**Werkinstructies**. Herschrijf alsjeblieft het materiaal hieronder en vervang daarin overal "simplified" door "rough". Laat al het andere ongewijzigd.

**Gegeven informatie**.
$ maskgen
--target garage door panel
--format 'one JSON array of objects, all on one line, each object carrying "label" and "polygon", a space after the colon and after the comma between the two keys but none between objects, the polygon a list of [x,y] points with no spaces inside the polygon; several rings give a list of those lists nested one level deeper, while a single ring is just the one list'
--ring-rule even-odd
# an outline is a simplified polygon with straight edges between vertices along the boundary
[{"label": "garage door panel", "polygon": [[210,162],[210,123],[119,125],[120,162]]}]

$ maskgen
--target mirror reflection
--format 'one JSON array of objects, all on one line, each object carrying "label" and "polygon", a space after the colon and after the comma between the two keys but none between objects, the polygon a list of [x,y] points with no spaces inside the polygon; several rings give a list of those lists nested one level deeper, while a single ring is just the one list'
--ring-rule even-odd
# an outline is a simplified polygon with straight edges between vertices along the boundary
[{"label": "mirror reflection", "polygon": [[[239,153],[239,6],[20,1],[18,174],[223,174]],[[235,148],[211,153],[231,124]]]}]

**Schriftelijk antwoord**.
$ maskgen
--target garage door panel
--format 'one JSON array of objects, all on one line, each object carrying "label" and "polygon", a space after the colon and after the comma between the two keys but none between objects, the polygon a list of [x,y] points with no spaces inside the polygon; several rings give a list of those lists nested one level deeper, while a single ring is just the one list'
--ring-rule even-odd
# an outline is a rough polygon with straight edges between vertices along the boundary
[{"label": "garage door panel", "polygon": [[210,162],[210,123],[119,125],[120,162]]}]

$ maskgen
--target mirror reflection
--format 'one JSON array of objects, all on one line, each object carrying "label" and "polygon", a space after the colon and after the comma between the two keys but none between objects, the polygon a list of [x,y] points with no spaces inside the polygon; several rings give a list of those lists nested one level deeper, while a single ring is just the one list'
--ring-rule even-odd
# an outline is a rough polygon with straight edges between vertices along the boundary
[{"label": "mirror reflection", "polygon": [[[239,153],[239,6],[20,1],[18,174],[223,174]],[[235,148],[211,153],[231,124]]]}]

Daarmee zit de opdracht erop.